---- EXTRACTED RECORDS
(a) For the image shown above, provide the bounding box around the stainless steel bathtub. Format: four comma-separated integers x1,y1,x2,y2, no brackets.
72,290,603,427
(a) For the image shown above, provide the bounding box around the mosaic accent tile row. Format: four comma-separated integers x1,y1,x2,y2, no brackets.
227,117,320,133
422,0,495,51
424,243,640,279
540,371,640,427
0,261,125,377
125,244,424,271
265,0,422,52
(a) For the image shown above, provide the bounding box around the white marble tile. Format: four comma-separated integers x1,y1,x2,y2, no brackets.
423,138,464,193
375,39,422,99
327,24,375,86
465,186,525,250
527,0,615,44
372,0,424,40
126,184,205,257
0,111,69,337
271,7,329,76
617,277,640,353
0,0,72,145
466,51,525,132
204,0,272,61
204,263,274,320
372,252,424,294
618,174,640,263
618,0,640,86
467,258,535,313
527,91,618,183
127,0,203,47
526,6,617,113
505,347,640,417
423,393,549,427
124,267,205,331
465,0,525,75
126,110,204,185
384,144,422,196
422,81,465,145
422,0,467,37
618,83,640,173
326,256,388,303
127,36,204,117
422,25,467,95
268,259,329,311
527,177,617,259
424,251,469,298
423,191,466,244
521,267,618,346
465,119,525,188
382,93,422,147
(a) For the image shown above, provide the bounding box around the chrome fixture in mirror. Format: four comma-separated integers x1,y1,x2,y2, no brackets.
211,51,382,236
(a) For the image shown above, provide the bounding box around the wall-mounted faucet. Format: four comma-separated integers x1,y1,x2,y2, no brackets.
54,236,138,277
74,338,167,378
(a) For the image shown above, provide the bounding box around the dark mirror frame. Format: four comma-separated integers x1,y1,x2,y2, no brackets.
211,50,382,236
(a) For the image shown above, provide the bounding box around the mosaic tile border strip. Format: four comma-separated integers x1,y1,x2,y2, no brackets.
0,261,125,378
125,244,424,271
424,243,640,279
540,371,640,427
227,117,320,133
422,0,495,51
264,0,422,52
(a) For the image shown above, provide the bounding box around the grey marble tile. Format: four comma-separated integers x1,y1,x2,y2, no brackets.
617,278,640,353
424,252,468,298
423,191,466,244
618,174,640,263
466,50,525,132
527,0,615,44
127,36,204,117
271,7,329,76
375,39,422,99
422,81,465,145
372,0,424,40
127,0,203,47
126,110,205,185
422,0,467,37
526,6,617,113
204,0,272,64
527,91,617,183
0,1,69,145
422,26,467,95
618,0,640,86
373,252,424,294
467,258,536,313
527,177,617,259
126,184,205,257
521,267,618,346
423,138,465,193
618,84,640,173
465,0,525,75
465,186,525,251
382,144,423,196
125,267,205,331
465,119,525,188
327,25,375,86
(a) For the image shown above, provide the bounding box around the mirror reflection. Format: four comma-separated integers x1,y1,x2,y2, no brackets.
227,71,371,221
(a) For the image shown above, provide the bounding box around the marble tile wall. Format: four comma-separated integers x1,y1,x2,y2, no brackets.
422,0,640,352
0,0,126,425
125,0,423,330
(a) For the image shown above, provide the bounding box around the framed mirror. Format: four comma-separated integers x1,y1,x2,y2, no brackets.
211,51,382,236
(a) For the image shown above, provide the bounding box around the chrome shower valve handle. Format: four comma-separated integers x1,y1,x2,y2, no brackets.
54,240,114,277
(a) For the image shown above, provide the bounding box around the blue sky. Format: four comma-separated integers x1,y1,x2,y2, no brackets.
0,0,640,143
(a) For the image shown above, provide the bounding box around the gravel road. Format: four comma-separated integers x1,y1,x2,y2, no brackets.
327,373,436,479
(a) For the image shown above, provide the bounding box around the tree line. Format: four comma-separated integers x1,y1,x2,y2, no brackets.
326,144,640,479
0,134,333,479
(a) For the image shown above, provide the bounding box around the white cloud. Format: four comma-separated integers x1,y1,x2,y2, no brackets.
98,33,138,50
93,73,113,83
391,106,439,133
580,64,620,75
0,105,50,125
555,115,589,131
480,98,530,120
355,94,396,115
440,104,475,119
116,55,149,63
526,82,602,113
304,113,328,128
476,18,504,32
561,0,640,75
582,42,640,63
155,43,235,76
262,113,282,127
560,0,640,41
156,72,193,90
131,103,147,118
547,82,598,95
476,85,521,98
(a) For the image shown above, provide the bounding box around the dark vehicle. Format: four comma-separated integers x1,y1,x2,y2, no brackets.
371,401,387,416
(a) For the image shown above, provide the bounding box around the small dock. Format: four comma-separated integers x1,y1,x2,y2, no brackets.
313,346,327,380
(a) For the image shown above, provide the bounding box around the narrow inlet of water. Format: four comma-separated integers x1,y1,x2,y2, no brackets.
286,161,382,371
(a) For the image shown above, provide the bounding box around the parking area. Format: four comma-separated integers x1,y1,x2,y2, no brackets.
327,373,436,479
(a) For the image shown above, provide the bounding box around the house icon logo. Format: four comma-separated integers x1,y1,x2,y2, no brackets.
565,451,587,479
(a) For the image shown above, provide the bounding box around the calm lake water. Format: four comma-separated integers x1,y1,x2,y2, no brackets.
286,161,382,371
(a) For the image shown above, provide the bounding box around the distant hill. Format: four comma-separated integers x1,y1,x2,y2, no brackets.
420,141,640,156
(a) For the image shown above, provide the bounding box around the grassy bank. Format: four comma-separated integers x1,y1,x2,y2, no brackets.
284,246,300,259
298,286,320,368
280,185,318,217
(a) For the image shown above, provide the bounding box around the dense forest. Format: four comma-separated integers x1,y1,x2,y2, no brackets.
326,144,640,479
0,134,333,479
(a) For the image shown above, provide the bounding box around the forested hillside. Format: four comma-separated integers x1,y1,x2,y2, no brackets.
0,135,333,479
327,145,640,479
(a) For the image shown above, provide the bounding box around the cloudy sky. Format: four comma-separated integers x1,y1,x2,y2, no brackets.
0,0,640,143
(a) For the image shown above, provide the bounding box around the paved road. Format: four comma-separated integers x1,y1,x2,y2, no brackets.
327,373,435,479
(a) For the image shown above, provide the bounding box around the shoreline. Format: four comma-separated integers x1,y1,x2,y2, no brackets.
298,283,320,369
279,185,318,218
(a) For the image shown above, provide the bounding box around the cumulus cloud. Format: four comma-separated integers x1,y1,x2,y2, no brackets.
--------
WHAT NEEDS TO BE DONE ▸
Select every line of the listing above that contains the word "tile", and copy each one.

RESULT ▸
(a) For the image shown above, provide the bounding box around the mosaic accent tile row. Format: four comma-separated integers x1,y1,x2,y2, no brackets.
(a) For the image shown above, provide the bounding box around the white marble tile. Format: four comma-separated integers x1,y1,x2,y2, no brackets.
(a) For the image shown above, provide the bounding box around the mosaic tile border strip. Format: four comma-separated integers x1,y1,x2,y2, no brackets.
(a) For the image shown above, provide the bounding box around the grey marble tile. Format: four comma-separated integers x1,y1,x2,y2, no brackets.
(a) For the image shown above, provide the bounding box around the marble tile wall. Format: four comma-separated integers x1,y1,x2,y2, no brackets.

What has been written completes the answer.